— TASK REQUIREMENTS —
Turn the part of the rows below that begins with the line containing "iron structure carries" and continues through the end of the rows into a numbered list, one item per line, with any blank lines omitted.

— MATERIAL FOR THIS EXERCISE —

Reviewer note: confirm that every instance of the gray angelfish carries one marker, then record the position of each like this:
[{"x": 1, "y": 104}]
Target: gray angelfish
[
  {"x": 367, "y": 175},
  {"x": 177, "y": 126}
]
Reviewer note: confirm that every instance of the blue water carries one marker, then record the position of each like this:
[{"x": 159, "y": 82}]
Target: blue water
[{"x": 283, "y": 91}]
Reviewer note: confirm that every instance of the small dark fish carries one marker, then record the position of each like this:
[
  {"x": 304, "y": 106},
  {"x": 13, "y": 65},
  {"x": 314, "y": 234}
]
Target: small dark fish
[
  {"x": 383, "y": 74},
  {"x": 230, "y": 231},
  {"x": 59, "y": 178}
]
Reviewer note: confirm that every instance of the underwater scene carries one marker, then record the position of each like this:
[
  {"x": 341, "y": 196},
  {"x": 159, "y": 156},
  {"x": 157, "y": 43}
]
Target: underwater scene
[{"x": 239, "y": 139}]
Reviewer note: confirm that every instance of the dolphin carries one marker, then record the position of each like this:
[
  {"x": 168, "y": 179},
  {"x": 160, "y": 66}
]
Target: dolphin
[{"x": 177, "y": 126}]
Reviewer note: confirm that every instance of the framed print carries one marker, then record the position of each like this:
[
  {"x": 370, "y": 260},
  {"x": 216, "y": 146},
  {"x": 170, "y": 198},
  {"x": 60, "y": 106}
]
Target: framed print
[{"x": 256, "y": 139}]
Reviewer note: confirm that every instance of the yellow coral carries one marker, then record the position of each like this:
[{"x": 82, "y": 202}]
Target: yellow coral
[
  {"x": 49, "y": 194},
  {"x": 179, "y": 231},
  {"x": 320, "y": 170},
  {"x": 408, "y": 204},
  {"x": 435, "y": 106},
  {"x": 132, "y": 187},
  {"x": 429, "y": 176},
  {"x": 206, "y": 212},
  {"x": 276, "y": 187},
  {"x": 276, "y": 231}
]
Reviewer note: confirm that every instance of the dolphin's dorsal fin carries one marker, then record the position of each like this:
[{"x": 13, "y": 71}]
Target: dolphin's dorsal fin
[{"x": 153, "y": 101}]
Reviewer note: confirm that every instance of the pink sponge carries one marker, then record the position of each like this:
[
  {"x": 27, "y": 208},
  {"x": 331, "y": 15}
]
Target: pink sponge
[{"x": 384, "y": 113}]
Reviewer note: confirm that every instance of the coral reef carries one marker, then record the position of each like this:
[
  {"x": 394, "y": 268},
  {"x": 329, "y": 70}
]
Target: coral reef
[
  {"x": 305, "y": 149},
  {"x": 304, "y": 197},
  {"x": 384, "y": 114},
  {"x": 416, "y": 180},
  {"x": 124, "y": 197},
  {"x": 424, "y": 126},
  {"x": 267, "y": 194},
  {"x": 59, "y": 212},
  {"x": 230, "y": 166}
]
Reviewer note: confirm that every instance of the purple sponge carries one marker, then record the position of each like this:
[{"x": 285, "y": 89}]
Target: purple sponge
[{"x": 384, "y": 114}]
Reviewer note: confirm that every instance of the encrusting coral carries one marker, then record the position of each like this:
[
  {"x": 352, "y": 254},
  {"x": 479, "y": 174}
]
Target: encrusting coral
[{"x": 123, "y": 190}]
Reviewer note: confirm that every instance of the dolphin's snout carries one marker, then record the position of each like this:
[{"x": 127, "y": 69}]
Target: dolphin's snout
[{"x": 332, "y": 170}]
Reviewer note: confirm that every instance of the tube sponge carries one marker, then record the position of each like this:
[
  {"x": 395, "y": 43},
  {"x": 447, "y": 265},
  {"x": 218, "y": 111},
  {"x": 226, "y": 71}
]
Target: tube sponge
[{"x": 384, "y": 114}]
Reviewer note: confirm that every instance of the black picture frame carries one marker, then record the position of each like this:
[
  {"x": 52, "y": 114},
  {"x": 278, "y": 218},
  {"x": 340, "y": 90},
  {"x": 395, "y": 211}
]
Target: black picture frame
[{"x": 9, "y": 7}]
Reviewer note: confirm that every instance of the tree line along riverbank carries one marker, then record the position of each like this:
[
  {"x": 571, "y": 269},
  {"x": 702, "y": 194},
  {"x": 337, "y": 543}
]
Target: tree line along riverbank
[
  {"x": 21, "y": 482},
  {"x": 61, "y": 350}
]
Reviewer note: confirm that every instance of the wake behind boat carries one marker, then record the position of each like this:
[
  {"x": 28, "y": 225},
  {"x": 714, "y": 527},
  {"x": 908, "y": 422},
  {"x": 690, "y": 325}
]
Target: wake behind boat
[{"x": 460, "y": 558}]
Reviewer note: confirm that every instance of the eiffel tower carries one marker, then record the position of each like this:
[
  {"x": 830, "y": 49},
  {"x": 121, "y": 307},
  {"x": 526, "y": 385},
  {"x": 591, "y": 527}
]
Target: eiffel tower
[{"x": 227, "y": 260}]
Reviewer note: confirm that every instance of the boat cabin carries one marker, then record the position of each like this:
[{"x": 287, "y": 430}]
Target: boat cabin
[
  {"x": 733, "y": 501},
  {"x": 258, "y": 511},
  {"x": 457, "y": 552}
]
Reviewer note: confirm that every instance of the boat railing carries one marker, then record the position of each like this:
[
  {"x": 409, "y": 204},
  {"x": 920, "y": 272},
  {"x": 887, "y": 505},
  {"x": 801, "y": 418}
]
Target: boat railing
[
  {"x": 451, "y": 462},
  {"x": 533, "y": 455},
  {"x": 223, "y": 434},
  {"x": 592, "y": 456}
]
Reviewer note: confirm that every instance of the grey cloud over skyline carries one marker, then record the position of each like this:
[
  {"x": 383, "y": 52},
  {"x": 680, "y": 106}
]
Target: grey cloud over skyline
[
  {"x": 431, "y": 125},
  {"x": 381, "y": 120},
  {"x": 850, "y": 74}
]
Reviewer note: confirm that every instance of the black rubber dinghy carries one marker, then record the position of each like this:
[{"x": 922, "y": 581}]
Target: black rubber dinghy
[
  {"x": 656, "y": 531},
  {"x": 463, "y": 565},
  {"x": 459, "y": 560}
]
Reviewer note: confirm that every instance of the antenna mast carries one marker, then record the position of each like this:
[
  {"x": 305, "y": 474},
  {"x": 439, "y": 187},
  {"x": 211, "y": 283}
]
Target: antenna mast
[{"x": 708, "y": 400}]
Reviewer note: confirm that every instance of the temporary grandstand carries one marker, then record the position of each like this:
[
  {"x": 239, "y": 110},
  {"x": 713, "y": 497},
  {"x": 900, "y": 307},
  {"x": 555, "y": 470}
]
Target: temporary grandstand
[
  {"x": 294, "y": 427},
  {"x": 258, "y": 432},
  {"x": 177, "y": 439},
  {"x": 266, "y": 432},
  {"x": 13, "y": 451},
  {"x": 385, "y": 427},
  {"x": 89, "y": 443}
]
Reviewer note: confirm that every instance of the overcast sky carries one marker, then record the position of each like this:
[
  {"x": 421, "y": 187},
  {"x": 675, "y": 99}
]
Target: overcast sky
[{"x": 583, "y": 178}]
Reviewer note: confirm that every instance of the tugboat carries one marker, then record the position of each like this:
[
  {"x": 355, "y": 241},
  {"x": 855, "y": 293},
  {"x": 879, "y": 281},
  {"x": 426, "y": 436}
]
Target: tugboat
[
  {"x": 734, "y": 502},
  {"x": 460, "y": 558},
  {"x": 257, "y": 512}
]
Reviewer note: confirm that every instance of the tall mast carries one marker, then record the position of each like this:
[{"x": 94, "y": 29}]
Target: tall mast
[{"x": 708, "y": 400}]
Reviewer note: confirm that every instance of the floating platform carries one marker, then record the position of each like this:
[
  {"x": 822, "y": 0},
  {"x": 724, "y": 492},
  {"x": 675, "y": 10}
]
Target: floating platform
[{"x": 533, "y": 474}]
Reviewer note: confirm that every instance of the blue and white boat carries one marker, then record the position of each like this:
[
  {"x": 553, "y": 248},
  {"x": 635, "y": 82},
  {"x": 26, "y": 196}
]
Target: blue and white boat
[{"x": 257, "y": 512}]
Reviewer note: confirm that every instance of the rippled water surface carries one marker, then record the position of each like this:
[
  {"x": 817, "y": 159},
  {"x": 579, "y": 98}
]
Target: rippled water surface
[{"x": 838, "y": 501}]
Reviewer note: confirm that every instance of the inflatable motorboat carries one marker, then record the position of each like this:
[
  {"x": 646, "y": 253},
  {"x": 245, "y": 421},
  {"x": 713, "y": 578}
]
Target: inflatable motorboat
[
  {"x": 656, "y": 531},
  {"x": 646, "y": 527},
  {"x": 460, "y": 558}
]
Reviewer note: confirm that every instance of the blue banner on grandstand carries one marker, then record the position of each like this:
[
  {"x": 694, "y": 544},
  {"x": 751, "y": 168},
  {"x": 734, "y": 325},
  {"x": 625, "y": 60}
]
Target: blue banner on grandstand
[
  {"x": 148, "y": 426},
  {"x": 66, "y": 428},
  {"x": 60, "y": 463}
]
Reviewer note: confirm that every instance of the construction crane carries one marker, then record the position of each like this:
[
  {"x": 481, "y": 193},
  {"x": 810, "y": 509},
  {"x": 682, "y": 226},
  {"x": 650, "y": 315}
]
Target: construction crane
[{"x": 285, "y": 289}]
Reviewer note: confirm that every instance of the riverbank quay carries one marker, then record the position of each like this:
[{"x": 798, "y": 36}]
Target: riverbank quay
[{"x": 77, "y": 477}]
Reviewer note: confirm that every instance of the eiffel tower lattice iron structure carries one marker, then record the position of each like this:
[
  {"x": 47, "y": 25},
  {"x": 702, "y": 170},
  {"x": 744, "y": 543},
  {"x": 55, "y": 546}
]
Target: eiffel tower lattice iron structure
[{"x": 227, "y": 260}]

— RESULT OF THIS EXERCISE —
1. Reviewer note: confirm that every instance of the eiffel tower lattice iron structure carries one marker, then record the position of each like this:
2. [
3.   {"x": 47, "y": 25},
4.   {"x": 702, "y": 170},
5.   {"x": 744, "y": 543},
6.   {"x": 55, "y": 546}
7. ]
8. Target: eiffel tower lattice iron structure
9. [{"x": 227, "y": 260}]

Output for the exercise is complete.